*DIRECTIVE:*
Copy out all of the records below word for word, without the pictures.

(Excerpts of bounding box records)
···
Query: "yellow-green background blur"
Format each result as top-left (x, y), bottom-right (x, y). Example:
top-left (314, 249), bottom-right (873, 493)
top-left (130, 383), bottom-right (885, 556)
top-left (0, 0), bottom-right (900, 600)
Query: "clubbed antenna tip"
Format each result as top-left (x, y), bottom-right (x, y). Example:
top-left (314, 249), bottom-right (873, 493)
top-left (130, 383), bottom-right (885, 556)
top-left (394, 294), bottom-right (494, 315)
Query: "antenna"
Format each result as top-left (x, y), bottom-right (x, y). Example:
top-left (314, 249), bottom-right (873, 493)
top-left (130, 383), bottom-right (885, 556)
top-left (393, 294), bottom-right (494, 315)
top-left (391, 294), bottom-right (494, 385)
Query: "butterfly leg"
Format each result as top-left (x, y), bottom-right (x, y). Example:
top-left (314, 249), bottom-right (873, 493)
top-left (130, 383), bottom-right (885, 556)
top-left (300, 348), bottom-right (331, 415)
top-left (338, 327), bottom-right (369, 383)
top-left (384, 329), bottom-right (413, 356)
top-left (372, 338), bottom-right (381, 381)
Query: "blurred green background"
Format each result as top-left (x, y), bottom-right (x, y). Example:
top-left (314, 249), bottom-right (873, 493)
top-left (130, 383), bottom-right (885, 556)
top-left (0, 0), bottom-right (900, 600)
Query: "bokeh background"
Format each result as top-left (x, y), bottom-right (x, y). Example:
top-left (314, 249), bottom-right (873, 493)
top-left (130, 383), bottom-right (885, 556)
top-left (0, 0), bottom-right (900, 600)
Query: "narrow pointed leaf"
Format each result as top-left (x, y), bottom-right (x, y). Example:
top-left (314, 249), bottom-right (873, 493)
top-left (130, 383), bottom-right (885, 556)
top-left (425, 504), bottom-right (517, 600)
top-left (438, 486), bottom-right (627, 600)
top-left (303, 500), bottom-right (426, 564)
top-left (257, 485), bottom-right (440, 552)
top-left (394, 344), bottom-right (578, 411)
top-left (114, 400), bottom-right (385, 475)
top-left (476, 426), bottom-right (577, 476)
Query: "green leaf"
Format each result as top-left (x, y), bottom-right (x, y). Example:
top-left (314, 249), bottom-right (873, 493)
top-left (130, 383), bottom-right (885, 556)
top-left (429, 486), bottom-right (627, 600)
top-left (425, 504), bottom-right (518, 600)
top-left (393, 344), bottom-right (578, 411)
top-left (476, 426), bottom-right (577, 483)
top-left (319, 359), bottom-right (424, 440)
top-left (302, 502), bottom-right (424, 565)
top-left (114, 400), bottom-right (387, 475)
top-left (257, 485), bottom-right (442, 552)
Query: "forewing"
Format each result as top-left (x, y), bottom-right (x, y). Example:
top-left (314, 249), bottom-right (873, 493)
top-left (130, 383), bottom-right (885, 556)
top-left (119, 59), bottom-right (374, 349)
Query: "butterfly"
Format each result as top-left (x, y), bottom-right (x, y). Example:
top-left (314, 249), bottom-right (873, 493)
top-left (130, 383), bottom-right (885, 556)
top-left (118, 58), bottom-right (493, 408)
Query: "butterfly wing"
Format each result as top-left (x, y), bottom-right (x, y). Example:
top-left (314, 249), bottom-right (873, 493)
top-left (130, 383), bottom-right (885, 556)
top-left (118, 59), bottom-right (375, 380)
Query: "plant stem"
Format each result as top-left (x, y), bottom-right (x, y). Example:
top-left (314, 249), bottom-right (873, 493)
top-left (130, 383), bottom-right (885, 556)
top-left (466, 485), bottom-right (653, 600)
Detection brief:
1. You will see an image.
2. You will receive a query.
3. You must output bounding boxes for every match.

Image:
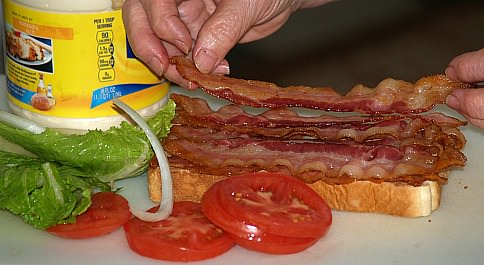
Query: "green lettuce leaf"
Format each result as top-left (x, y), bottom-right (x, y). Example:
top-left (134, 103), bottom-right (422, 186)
top-left (0, 100), bottom-right (175, 182)
top-left (0, 100), bottom-right (175, 229)
top-left (0, 151), bottom-right (109, 229)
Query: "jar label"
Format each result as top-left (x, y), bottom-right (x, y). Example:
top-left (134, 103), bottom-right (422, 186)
top-left (4, 0), bottom-right (169, 118)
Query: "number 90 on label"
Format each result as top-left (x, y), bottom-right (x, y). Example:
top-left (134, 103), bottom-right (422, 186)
top-left (96, 30), bottom-right (114, 44)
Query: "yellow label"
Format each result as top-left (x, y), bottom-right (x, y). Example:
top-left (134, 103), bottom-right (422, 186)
top-left (4, 0), bottom-right (169, 118)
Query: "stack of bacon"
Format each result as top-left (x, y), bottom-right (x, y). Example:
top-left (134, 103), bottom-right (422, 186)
top-left (163, 57), bottom-right (469, 186)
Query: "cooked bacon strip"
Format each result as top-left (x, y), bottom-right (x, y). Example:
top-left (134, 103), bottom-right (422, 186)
top-left (171, 94), bottom-right (465, 149)
top-left (163, 126), bottom-right (465, 185)
top-left (163, 94), bottom-right (466, 185)
top-left (171, 57), bottom-right (470, 114)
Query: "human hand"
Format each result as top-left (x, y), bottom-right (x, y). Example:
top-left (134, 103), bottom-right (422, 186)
top-left (123, 0), bottom-right (331, 88)
top-left (445, 49), bottom-right (484, 128)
···
*RESULT OF THE EXERCISE:*
Query: "yellow-green background blur"
Format each result as top-left (x, y), bottom-right (x, y). Example:
top-left (314, 249), bottom-right (873, 493)
top-left (130, 383), bottom-right (885, 556)
top-left (0, 0), bottom-right (900, 600)
Query: "clubbed antenna tip"
Format each result as top-left (x, y), bottom-right (x, y). Example:
top-left (314, 249), bottom-right (873, 493)
top-left (130, 383), bottom-right (885, 556)
top-left (394, 294), bottom-right (494, 315)
Query: "antenna"
Format each result as top-left (x, y), bottom-right (x, y). Example:
top-left (314, 249), bottom-right (873, 493)
top-left (130, 383), bottom-right (885, 556)
top-left (393, 294), bottom-right (494, 315)
top-left (391, 294), bottom-right (494, 385)
Query: "butterfly leg"
Format each result as top-left (x, y), bottom-right (x, y). Example:
top-left (314, 249), bottom-right (873, 493)
top-left (130, 383), bottom-right (885, 556)
top-left (300, 348), bottom-right (331, 415)
top-left (338, 327), bottom-right (369, 383)
top-left (384, 329), bottom-right (413, 356)
top-left (372, 338), bottom-right (381, 381)
Query: "blurred green background"
Format each result as top-left (x, y), bottom-right (x, y). Example:
top-left (314, 249), bottom-right (873, 493)
top-left (130, 383), bottom-right (885, 556)
top-left (0, 0), bottom-right (900, 600)
Query: "bokeh background"
Format each result as top-left (x, y), bottom-right (x, y). Example:
top-left (314, 249), bottom-right (873, 493)
top-left (130, 383), bottom-right (885, 556)
top-left (0, 0), bottom-right (900, 600)
Query: "narrow pointed leaf"
Format each result as top-left (x, y), bottom-right (x, y). Example:
top-left (314, 249), bottom-right (873, 493)
top-left (130, 383), bottom-right (885, 556)
top-left (425, 504), bottom-right (517, 600)
top-left (438, 486), bottom-right (627, 600)
top-left (303, 500), bottom-right (426, 564)
top-left (257, 485), bottom-right (440, 552)
top-left (394, 344), bottom-right (578, 411)
top-left (114, 400), bottom-right (385, 475)
top-left (476, 426), bottom-right (577, 476)
Query: "green leaf"
Format each result as top-left (x, y), bottom-right (x, y). Example:
top-left (314, 249), bottom-right (873, 493)
top-left (130, 383), bottom-right (885, 556)
top-left (429, 486), bottom-right (627, 600)
top-left (425, 504), bottom-right (518, 600)
top-left (393, 344), bottom-right (578, 411)
top-left (476, 426), bottom-right (577, 483)
top-left (319, 359), bottom-right (424, 440)
top-left (302, 502), bottom-right (424, 565)
top-left (114, 400), bottom-right (387, 475)
top-left (257, 485), bottom-right (442, 552)
Query: "forewing"
Format each result as top-left (x, y), bottom-right (x, y). Example:
top-left (314, 249), bottom-right (873, 493)
top-left (130, 383), bottom-right (885, 556)
top-left (119, 59), bottom-right (374, 349)
Query: "butterfly"
Format each result as top-left (x, y), bottom-right (x, y). Example:
top-left (314, 249), bottom-right (873, 493)
top-left (130, 383), bottom-right (885, 556)
top-left (118, 58), bottom-right (493, 408)
Query: "butterfly wing"
Format each result as top-left (x, y), bottom-right (x, y). Example:
top-left (314, 249), bottom-right (873, 493)
top-left (130, 383), bottom-right (885, 556)
top-left (118, 59), bottom-right (375, 380)
Query: "plant stem"
Format each result as top-left (x, y), bottom-right (x, y). Example:
top-left (314, 249), bottom-right (873, 493)
top-left (130, 383), bottom-right (885, 556)
top-left (466, 485), bottom-right (653, 600)
Detection brief:
1. You will see an image.
2. You will receive a query.
3. You must output bounding boxes for every match.

Image:
Query: "green lettuce leaf"
Format each result as top-left (x, y), bottom-right (x, y). Example:
top-left (134, 103), bottom-right (422, 186)
top-left (0, 100), bottom-right (175, 182)
top-left (0, 100), bottom-right (175, 229)
top-left (0, 151), bottom-right (109, 229)
Query: "jar label"
Format each result as top-left (x, y), bottom-right (x, y). Example:
top-left (134, 103), bottom-right (422, 186)
top-left (4, 0), bottom-right (169, 118)
Query: "number 90 on label"
Format each result as top-left (x, y), bottom-right (x, y). Example:
top-left (134, 103), bottom-right (422, 186)
top-left (96, 30), bottom-right (114, 44)
Query: "yellow label"
Format each result as top-left (x, y), bottom-right (x, y). Example:
top-left (134, 103), bottom-right (422, 186)
top-left (4, 0), bottom-right (169, 118)
Query: "stack of bacon"
Format each result as top-left (x, y), bottom-right (x, y). Example:
top-left (134, 103), bottom-right (422, 186)
top-left (163, 57), bottom-right (469, 186)
Query: "cooked bacon strip"
Format each result as top-left (x, y), bottom-right (x, y). Example:
top-left (134, 103), bottom-right (422, 186)
top-left (171, 94), bottom-right (465, 149)
top-left (163, 126), bottom-right (465, 185)
top-left (163, 94), bottom-right (466, 185)
top-left (171, 57), bottom-right (470, 114)
Query: "human hand"
Format each result as top-left (x, y), bottom-right (x, y). Example:
top-left (134, 103), bottom-right (422, 186)
top-left (123, 0), bottom-right (331, 88)
top-left (445, 49), bottom-right (484, 128)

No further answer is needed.